## Given exercise
Return each of the lines below that contains the string "raised", treating uppercase and lowercase letters as different.

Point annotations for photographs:
-=-=-=-=-

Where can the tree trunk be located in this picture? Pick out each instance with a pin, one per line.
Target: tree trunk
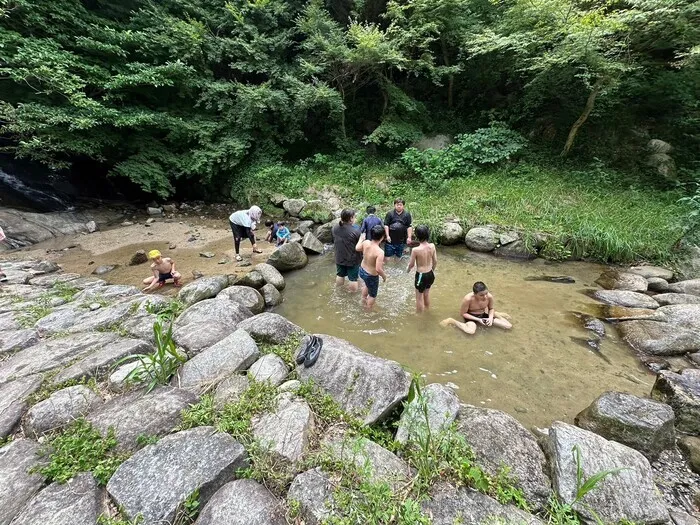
(586, 112)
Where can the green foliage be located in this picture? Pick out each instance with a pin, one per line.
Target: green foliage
(81, 448)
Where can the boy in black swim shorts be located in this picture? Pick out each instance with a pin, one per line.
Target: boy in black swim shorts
(424, 258)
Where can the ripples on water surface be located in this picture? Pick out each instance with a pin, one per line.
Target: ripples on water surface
(534, 372)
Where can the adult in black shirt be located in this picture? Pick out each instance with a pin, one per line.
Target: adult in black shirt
(397, 227)
(347, 260)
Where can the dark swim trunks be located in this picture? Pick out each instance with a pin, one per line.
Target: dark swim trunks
(371, 282)
(424, 281)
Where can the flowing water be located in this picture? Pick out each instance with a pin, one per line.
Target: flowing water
(535, 371)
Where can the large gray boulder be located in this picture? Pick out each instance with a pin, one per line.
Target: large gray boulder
(230, 355)
(271, 275)
(691, 286)
(204, 288)
(13, 401)
(658, 338)
(365, 385)
(243, 502)
(642, 424)
(481, 239)
(286, 433)
(617, 280)
(206, 323)
(682, 393)
(442, 406)
(60, 409)
(77, 501)
(19, 480)
(290, 256)
(497, 439)
(448, 505)
(132, 415)
(244, 295)
(625, 298)
(270, 327)
(159, 478)
(629, 494)
(53, 353)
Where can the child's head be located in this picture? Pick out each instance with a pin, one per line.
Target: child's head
(480, 288)
(377, 233)
(422, 233)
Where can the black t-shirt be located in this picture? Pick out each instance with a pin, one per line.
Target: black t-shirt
(398, 226)
(345, 239)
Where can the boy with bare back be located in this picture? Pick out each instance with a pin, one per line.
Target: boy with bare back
(424, 258)
(372, 265)
(163, 269)
(477, 309)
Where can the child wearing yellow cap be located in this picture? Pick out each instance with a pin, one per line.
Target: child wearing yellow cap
(163, 269)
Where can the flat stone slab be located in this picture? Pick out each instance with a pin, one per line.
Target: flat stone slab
(53, 353)
(448, 505)
(286, 432)
(77, 501)
(13, 404)
(17, 485)
(135, 414)
(657, 338)
(160, 477)
(628, 494)
(60, 409)
(243, 502)
(625, 298)
(365, 385)
(498, 439)
(230, 355)
(642, 424)
(682, 393)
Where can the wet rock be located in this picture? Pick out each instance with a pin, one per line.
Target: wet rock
(313, 492)
(270, 368)
(243, 502)
(616, 280)
(629, 494)
(442, 406)
(60, 409)
(362, 384)
(270, 327)
(13, 401)
(77, 501)
(230, 355)
(206, 323)
(286, 432)
(18, 479)
(204, 288)
(481, 239)
(159, 478)
(135, 414)
(625, 298)
(642, 424)
(658, 338)
(448, 505)
(244, 295)
(290, 256)
(271, 295)
(682, 393)
(498, 439)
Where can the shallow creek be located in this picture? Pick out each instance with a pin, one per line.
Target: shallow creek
(535, 371)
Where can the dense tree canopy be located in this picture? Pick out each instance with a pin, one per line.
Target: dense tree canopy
(168, 91)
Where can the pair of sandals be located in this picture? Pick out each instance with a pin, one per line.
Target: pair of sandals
(310, 350)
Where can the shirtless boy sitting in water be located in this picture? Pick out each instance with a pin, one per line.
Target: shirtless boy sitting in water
(477, 309)
(163, 269)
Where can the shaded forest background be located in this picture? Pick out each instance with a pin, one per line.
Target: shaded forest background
(183, 95)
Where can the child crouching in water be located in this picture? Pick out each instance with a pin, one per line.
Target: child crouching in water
(163, 269)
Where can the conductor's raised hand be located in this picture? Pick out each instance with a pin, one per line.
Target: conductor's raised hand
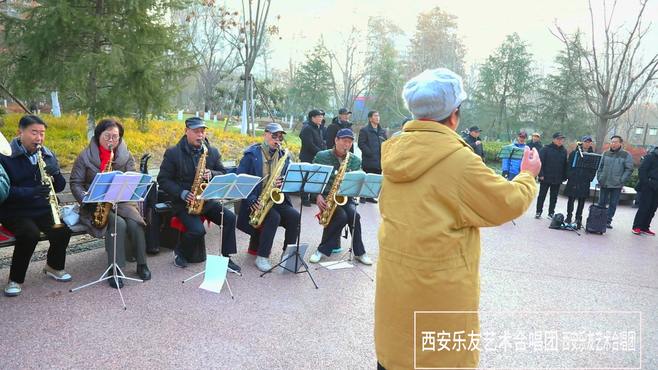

-=-=-=-=-

## Output for this task
Where can the conductor's raised hand be located in this picture? Pick out each instance with a pin, one per line.
Target: conductor's raised hand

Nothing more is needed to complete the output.